◆ Task statement ◆
Each record needs to be echoed exactly; can you do that?

◆ Raw data ◆
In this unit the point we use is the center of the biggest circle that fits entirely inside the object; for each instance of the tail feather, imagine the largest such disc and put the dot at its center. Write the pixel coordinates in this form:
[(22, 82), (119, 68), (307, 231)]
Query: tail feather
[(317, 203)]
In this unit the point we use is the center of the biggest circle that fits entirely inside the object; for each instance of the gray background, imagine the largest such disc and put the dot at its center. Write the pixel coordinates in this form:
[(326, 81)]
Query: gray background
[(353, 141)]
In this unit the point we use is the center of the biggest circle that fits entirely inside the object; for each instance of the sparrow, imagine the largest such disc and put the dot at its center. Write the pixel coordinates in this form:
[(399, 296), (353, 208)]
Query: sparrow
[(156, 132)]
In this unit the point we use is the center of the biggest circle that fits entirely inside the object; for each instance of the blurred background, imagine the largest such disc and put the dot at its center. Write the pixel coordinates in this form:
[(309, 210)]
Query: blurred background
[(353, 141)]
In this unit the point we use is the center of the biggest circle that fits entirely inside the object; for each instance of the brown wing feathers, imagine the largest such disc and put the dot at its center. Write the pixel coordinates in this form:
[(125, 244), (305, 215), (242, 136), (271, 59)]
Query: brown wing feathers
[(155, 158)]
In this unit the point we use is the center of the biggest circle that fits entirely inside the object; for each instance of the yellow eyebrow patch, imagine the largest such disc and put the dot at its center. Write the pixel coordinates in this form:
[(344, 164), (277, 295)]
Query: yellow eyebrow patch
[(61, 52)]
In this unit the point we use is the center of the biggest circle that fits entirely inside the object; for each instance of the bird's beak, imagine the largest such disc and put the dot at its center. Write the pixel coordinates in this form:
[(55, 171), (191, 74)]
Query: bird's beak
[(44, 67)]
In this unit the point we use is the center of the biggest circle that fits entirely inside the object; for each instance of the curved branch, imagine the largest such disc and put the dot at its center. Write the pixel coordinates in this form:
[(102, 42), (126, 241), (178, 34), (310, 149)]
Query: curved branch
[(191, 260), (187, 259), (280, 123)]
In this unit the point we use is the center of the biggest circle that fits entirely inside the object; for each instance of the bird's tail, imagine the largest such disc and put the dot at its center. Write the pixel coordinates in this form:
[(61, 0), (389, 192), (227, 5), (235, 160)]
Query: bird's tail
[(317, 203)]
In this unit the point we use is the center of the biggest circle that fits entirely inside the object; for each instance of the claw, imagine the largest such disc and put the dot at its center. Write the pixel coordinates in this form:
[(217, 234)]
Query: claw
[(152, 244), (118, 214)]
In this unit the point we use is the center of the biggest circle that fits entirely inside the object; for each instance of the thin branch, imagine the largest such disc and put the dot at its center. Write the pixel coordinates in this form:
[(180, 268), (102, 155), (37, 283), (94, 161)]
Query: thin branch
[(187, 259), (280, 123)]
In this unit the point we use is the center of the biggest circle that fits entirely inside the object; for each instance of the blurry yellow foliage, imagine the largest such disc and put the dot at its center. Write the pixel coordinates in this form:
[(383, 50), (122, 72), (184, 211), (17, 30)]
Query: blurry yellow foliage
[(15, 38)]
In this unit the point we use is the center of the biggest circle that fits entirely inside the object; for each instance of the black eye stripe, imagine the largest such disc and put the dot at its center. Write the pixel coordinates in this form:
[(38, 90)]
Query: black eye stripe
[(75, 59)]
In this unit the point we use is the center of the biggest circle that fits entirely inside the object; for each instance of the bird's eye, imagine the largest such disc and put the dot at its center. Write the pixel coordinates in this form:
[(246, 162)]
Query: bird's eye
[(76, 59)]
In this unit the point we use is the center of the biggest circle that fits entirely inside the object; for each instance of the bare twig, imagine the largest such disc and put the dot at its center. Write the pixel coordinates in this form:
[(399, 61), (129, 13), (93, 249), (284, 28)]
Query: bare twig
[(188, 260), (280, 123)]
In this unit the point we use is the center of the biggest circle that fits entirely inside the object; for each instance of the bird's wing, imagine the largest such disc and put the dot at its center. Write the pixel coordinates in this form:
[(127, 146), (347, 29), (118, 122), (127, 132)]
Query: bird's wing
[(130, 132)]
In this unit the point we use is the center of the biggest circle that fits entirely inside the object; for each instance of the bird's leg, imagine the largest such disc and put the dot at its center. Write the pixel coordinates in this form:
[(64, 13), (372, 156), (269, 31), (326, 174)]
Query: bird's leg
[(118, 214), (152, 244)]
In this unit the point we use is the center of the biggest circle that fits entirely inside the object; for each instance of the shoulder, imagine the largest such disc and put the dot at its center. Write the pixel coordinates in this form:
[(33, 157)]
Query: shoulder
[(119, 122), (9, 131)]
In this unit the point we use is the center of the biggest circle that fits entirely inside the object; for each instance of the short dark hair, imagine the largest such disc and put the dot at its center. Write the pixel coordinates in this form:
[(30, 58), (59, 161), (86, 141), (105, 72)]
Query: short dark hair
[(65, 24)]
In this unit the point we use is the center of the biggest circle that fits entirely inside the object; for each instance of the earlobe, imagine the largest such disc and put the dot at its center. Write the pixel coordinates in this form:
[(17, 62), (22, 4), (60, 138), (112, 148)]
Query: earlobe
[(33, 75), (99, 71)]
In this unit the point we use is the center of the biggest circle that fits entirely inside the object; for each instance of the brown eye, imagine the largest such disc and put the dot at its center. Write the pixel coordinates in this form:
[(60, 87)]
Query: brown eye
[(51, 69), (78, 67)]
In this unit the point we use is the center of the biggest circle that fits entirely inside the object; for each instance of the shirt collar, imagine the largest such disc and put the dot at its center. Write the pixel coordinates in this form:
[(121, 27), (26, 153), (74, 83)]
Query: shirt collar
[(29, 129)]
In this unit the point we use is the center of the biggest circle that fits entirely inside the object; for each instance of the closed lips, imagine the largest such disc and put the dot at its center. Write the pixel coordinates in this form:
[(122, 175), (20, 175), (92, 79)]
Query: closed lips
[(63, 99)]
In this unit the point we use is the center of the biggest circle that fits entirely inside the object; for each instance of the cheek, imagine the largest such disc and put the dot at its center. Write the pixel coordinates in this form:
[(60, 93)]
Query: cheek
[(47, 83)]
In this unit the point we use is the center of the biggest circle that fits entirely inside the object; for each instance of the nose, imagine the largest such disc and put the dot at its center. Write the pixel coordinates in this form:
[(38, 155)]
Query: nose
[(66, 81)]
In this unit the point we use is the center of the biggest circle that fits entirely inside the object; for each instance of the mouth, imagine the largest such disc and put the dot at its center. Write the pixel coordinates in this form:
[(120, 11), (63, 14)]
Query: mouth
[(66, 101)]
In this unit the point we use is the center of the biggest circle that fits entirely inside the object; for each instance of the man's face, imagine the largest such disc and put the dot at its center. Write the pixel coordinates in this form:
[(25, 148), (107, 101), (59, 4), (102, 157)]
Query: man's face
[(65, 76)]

◆ Answer section ◆
In this unit the point we use is the center of the biggest circle that fits entirely inside the object; for each instance of the tail feather, imagine the largest such disc and put the dot at its center. Write the pixel coordinates in this form:
[(22, 82), (119, 68), (307, 231)]
Query: tail feather
[(317, 203)]
In this unit the point we use is the center of the biggest circle that fits entirely inside the object; for each instance of the gray background, imagine the largest such disc and put the dot at its center. Write the pixel coordinates in this form:
[(326, 81)]
Query: gray background
[(353, 141)]
In this unit the point we use is the center of the biggest circle that fits entirely inside the object; for each instance of the sparrow, imagine the largest such disc and put the dot at its center. Write the pixel coordinates in this form:
[(399, 296), (353, 208)]
Query: sparrow
[(156, 132)]
In this unit the point we use is the center of the biggest circle that fits entirely inside the object; for each instance of the blurred background, imagine the largest such disc and put the dot at its center. Write the pixel coordinates in this form:
[(309, 210)]
Query: blurred background
[(353, 141)]
In this unit the point we use is the center of the biggest circle that fits entirely inside the object; for each instance of the brown wing feathers, imagine the largest such disc and put the dot at its center. Write the pixel coordinates in this form:
[(125, 244), (305, 215), (242, 136), (271, 59)]
Query: brown wing feathers
[(155, 158)]
In this unit the point we use is the center of the biggest circle that fits entirely inside the object; for each instance of the yellow eyebrow patch, imagine the largest such disc and put the dot at its center. Write the pixel coordinates in this form:
[(344, 164), (277, 295)]
Query: yellow eyebrow patch
[(61, 52)]
In this unit the point we use is the center of the biggest circle that fits entirely inside the object; for each instance of the bird's beak, imagine the largest such disc and put the dot at its center. Write the pixel coordinates in this form:
[(55, 171), (191, 74)]
Query: bird's beak
[(44, 67)]
In this unit the point we use is the center of the biggest circle that fits entirely inside the object; for each instance of the curved branch, imagine the largest such disc and put the dot at its center. Write the pixel coordinates in this form:
[(102, 42), (126, 241), (178, 34), (310, 149)]
Query: curved branch
[(191, 260), (187, 259), (280, 123)]
In this unit the point we use is the center of the biggest circle that fits entirely inside the object; for each instance of the bird's tail, imagine the largest such disc and put the dot at its center. Write the pixel coordinates in this form:
[(61, 0), (389, 192), (227, 5), (235, 160)]
Query: bird's tail
[(317, 203)]
In this unit the point we use is the center of the biggest circle that fits entirely inside the object; for each instance of the claw, imagine the largest such disc and put the dot at its center. Write the pixel coordinates in this form:
[(217, 234)]
Query: claw
[(152, 244), (118, 214)]
In this unit the point we use is the center of the biggest circle that fits entirely inside the object; for each instance of the thin branch, imagine the largest such disc and put the dot at its center. Write the pixel coordinates in this form:
[(180, 268), (102, 155), (37, 283), (94, 161)]
Query: thin branch
[(187, 259), (280, 123)]
In this unit the point we use is the center of the biggest circle that fits entirely inside the object; for each instance of the blurry yellow foliage, imagine the largest such disc and put the dot at its center. Write the pixel coordinates in this form:
[(383, 50), (122, 72), (184, 211), (17, 30)]
Query: blurry yellow foliage
[(15, 38)]
In this unit the point we use is the center of the biggest circle that fits entirely inside the object; for each instance of the black eye stripe, imagine the largest such disc and put the dot at its center. Write the pixel coordinates in this form:
[(38, 90)]
Query: black eye stripe
[(75, 59)]
In this unit the point we use is the center of the biggest circle that fits entirely inside the object; for each instance of the bird's eye, imagine the largest such disc and put the dot at its center. Write the pixel coordinates in this form:
[(246, 162)]
Query: bird's eye
[(76, 59)]
In this unit the point we use is the center of the biggest circle that fits entirely inside the object; for each instance of the bare twig, imagine the largest such disc and put the dot at its center. Write the pixel coordinates in this form:
[(399, 61), (129, 13), (93, 249), (284, 28)]
Query: bare twig
[(188, 260), (280, 123)]
In this unit the point we use is the center of the biggest circle that fits entirely inside the object; for each instance of the bird's wing, imagine the largest such disc and put the dot at its center. Write the pixel coordinates in this form:
[(127, 146), (347, 29), (118, 122), (127, 132)]
Query: bird's wing
[(130, 132)]
In this unit the point we use is the center of the biggest circle that fits entirely inside the object; for each instance of the bird's leg, imagine the largest such disc and put the dot at its center. Write the pixel coordinates in this form:
[(64, 13), (372, 156), (269, 31), (326, 174)]
Query: bird's leg
[(118, 214), (152, 244)]
In this unit the point we use is the center of the biggest circle that fits entirely inside the object; for each instance of the shoulder, imagine the largest such disc and put the dot at its center. Write the pixel coordinates in this form:
[(33, 157)]
Query: shoulder
[(119, 122), (9, 131)]
In this unit the point we use is the center of the biggest circle that fits entirely inside the object; for each instance of the short dark hair, imagine the largest such disc and put the dot at its center. Write the pixel coordinates in this form:
[(30, 58), (59, 161), (86, 141), (105, 72)]
Query: short dark hair
[(65, 24)]
In this unit the point we use is the center of the biggest circle that fits entirely inside the object; for each instance of the earlobe, imagine the largest such disc and put the dot at its center. Write the pixel coordinates in this form:
[(17, 62), (22, 4), (60, 138), (112, 148)]
Query: earlobe
[(33, 75), (99, 71)]
In this unit the point we use is the center of the biggest circle that fits entirely inside the object; for each instance of the brown eye, imagine the largest such disc and put the dot at its center. Write the pixel coordinates in this form:
[(60, 87)]
Query: brown eye
[(51, 69), (78, 67)]
In this unit the point we use is the center of the biggest circle that fits entirely inside the object; for each instance of the shirt collar, imagine the largest such disc and put the dot at its center. Write the pixel coordinates in this form:
[(121, 27), (26, 153), (74, 83)]
Query: shirt collar
[(29, 129)]
In this unit the point we use is the center of the biggest circle that fits entirely inside the object; for each instance of the closed lips, imagine the largest such disc and put the dot at its center. Write the pixel coordinates in this form:
[(122, 175), (20, 175), (92, 79)]
Query: closed lips
[(63, 99)]
In this unit the point we use is the center of the biggest circle that fits entirely inside the object; for each instance of the cheek, imagine the largest such disc and put the dot at its center. Write the pixel coordinates in this form:
[(60, 93)]
Query: cheek
[(47, 83)]
In this unit the point we use is the center of the biggest circle that fits entirely inside the object; for each instance of the nose, imagine the largest such disc and put the dot at its center. Write the pixel coordinates in this form:
[(38, 155)]
Query: nose
[(66, 81)]
In this unit the point we use is the center of the biggest circle that fits entirely inside the object; for each instance of the mouth, imagine the largest such disc and put the dot at its center. Write the pixel coordinates in this form:
[(120, 11), (63, 14)]
Query: mouth
[(66, 101)]
In this unit the point we use is the center of the biggest circle that fits entirely inside the object; for each instance of the man's face, imagine the largest such disc and put the dot at its center. Write the pixel coordinates in this form:
[(25, 148), (107, 101), (59, 4), (102, 157)]
Query: man's face
[(65, 76)]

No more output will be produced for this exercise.